* Records for the task *
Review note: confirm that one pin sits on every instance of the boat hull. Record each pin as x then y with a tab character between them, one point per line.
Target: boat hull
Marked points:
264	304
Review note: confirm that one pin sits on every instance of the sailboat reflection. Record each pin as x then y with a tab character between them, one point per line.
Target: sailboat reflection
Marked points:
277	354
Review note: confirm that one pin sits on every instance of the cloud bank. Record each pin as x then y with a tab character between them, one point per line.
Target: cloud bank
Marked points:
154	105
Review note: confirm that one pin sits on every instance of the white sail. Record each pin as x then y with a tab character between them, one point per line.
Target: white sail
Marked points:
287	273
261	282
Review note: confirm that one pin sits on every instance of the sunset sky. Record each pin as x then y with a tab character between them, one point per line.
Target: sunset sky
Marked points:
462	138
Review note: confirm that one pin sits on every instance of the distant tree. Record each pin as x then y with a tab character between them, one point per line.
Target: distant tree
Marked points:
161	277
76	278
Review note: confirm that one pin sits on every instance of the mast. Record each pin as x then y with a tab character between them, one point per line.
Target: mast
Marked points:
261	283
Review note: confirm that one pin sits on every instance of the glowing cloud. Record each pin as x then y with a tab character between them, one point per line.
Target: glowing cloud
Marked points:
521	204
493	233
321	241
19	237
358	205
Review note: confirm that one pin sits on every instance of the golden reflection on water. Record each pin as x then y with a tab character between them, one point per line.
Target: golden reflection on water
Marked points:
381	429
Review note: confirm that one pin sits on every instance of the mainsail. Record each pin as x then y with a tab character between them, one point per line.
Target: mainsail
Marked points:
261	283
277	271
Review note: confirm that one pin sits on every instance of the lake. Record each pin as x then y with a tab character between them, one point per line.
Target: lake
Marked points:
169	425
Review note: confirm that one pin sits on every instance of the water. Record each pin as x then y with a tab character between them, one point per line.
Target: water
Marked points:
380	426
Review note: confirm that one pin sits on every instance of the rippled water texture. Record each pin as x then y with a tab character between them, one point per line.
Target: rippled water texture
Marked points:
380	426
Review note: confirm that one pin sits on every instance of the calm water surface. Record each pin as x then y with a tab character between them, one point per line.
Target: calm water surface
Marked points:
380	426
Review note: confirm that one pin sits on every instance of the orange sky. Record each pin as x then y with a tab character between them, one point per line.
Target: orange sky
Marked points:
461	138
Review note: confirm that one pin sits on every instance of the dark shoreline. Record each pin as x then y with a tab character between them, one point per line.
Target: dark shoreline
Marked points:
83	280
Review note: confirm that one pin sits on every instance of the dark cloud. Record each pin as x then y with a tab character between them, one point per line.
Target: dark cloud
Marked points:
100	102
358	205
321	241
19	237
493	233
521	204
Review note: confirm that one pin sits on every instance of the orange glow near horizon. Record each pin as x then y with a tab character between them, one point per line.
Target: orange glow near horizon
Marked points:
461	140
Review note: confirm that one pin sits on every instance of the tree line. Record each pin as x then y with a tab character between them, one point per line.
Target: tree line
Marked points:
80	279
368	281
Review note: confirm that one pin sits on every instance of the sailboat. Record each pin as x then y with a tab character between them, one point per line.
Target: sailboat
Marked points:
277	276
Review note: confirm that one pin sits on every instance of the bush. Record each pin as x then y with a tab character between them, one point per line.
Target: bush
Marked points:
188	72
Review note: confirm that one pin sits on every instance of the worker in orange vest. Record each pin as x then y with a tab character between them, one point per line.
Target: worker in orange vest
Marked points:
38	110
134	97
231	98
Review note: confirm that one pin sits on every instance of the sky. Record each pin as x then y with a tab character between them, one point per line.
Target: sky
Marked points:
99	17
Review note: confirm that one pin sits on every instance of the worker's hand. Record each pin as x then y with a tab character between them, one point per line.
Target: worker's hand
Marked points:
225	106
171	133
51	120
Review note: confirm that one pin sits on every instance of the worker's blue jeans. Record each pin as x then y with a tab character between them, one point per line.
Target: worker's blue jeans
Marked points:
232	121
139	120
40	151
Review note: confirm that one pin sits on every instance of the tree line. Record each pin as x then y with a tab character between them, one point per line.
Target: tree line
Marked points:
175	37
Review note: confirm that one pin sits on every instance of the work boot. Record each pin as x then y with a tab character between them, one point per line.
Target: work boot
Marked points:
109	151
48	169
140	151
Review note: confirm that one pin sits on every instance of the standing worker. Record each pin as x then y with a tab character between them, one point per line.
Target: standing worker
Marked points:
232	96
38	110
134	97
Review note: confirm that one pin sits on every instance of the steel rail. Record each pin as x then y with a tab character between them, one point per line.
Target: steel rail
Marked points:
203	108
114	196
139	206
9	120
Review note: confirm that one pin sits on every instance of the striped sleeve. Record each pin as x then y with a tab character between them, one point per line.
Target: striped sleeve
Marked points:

* Written task *
Copy all of the records above line for line, with no changes.

* Output of the task *
Review note: confirm that one pin sits on every instance of the boat hull. Record each pin as x then y with a tab character between them, one point per line.
Target: boat hull
Marked points:
264	304
Review note: confirm that one pin sits on every instance of the sailboat reflection. Record each pin as x then y with a tab character between them, one point per line.
Target: sailboat reflection
Marked points:
277	354
Review note: confirm that one pin sits on every instance of the cloud bank. Record each pin as x then y with a tab character between them, one point per line.
Target: cloud bank
Marked points:
154	105
Review note: confirm that one pin sits on every instance of the white sail. Record each pin as x then y with a tab character between them, one point per line.
Target: white sail
Marked points:
287	273
261	282
Review note: confirm that one pin sits on every instance of the sunset sky. Record each pin as x then y with a tab character between them, one point per line.
Target: sunset sky
Marked points:
462	138
Review note: confirm that one pin sits on every instance of the distant tree. Record each pin as x then y with a tab character between them, one point per line.
Target: distant tree
Marked points:
161	277
76	278
Review note: confirm that one pin sits on every instance of the mast. Record each pin as x then y with a tab character between them, one point per line.
Target: mast
Marked points:
261	283
Review note: confirm that one pin sits on every instance of the glowing cloud. Record each pin as x then y with a tab character between them, one point per line.
Target: glowing cloud
Marked points:
521	204
493	233
321	241
19	237
358	205
Review note: confirm that one pin sits on every instance of the golden reflection on water. Record each pin as x then y with a tab character between them, one point per line.
Target: golden reflection on water
Marked points:
381	429
Review note: confirm that one pin sits on every instance of the mainsail. Record each pin as x then y with a tab character between them, one point per line.
Target: mainsail
Marked points:
261	283
277	271
Review note: confirm that one pin sits on every instance of the lake. Record each pin as x then y with a tab character between them, one point per line.
Target: lake
Marked points:
169	425
Review note: confirm that one pin sits on every instance of the water. Record each pin as x then y with a tab character between them, one point per line.
Target: water
Marked points:
380	426
Review note: confirm that one pin sits on every instance of the rippled water texture. Record each pin as x then y with a tab character between them, one point per line.
Target: rippled water texture
Marked points:
380	426
Review note: confirm that one pin sits on every instance of the calm water surface. Record each pin as x then y with a tab character between them, one point per line.
Target: calm water surface
Marked points:
380	426
Review note: confirm that one pin sits on every instance of the orange sky. Record each pin as x then y with a tab character between them, one point per line.
Target: orange sky
Marked points:
461	138
Review note: confirm that one pin sits on every instance of the dark shoreline. Record each pin as x then y with a tab character between them, one point per line.
Target: dark shoreline
Marked points:
83	280
Review note: confirm that one pin sits on every instance of the dark cloud. Record each pin as x then y with a tab character between them, one point per line.
Target: dark cloud
Marked points:
100	102
358	205
321	241
19	237
493	233
521	204
Review note: confirm that one pin sits on every instance of the orange glow near horizon. Record each pin as x then y with a tab character between them, one point per line.
Target: orange glow near horizon
Marked points:
461	140
Review note: confirm that one pin sits on every instance of the tree line. Record each pin as x then y with a tab character between them, one point per line.
Target: tree line
Marked points:
80	279
368	281
Review note: confirm that one pin sits on every instance of the sailboat. Record each pin as x then y with a tab character between them, one point per line.
Target: sailboat
Marked points:
277	276
Review note: confirm that one pin sits on every instance of the bush. Record each pin as x then y with a tab character between them, one point per line.
Target: bush
Marked points:
188	72
Review note: confirm that one pin sits on every instance of the worker in orange vest. Record each pin as x then y with a tab character between them, one point per line.
Target: worker in orange vest
Marked points:
38	110
134	97
231	98
Review note: confirm that one pin sits on every instance of the sky. Record each pin as x then y with a tab character between them, one point per line.
Target: sky
Marked points:
99	17
Review note: confirm that one pin sits on every instance of the worker's hand. Record each pin as x then y with a tab character between them, one point per line.
Target: worker's hand
Marked points:
225	106
171	133
51	120
Review note: confirm that one pin sits on every instance of the worker's blue jeans. Record each pin as x then y with a tab character between them, one point per line.
Target: worker's blue jeans
Marked points:
232	121
139	120
40	151
Review note: confirm that one pin sits on every instance of the tree line. Record each pin as x then y with a tab character between them, one point per line.
Target: tree line
Marked points:
175	37
Review note: confirm that one pin sits on every instance of the work boot. Record each pin as x then y with a tab character between them, one point per line.
Target: work boot
Marked points:
109	151
48	169
140	151
Review note: confirm that one pin sits on every instance of the standing worker. Record each pin as x then y with a tab character between them, one point per line.
Target: standing worker
Marked points:
232	96
38	110
134	97
Review note: confirm that one pin sits on every instance of the steel rail. Record each pin as x then y with a tab character between them, one point per line.
Target: steel rail
Marked points:
203	108
114	196
139	206
9	120
Review note: confirm that one pin sits on every instance of the striped sleeve. Record each pin as x then y with a tab character between them, one point per line.
Target: striped sleeve
Marked points:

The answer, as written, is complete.